**The problem:**
Switch "roof" to "rooftop" in the data between the lines holding "request: segment every instance of the grey" and "[[[29,217],[27,234],[72,233],[85,231],[86,226],[54,212]]]", inclusive, and give back only those lines with everything else unchanged.
>> Begin Records provided
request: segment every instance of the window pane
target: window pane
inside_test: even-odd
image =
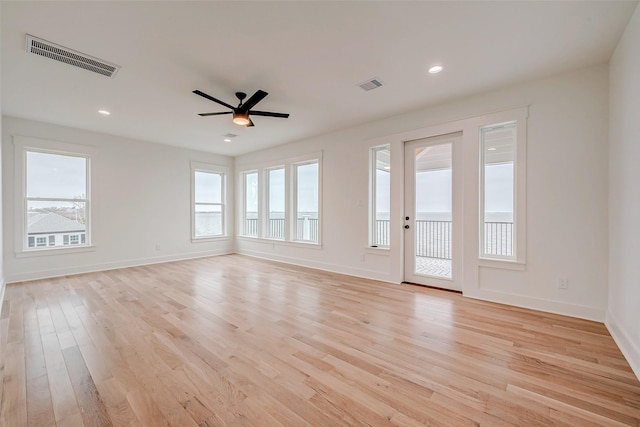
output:
[[[223,230],[222,205],[195,206],[195,237],[221,236]]]
[[[267,236],[274,239],[284,239],[284,168],[270,169],[267,177],[269,180],[269,227]]]
[[[373,149],[373,220],[372,246],[389,246],[389,219],[391,212],[391,151],[389,147]]]
[[[244,234],[258,235],[258,173],[251,172],[244,175]]]
[[[87,159],[27,151],[27,197],[84,199]]]
[[[513,258],[516,126],[482,130],[484,224],[481,252],[485,257]]]
[[[195,172],[196,203],[222,203],[222,174]]]
[[[296,239],[318,241],[318,163],[296,165]]]
[[[65,243],[59,236],[86,232],[86,222],[86,203],[84,202],[30,200],[27,202],[28,246],[33,247],[32,237],[40,235],[49,236],[49,246],[63,246]],[[46,246],[46,243],[36,246]]]

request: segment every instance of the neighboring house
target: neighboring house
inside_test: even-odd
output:
[[[27,239],[30,248],[83,245],[86,226],[54,212],[29,216]]]

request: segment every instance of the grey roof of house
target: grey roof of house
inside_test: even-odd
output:
[[[29,217],[27,234],[72,233],[85,231],[86,226],[54,212]]]

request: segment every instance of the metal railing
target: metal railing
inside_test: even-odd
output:
[[[374,244],[389,245],[389,220],[376,220]],[[416,256],[451,259],[451,221],[416,220]],[[485,222],[485,255],[513,255],[513,223]]]

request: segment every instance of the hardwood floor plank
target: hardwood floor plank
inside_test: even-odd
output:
>> End Records provided
**Solved exercise:**
request: segment every instance of the grey rooftop of house
target: grey rooftop of house
inside_test: even-odd
output:
[[[29,217],[27,234],[72,233],[85,231],[86,226],[54,212]]]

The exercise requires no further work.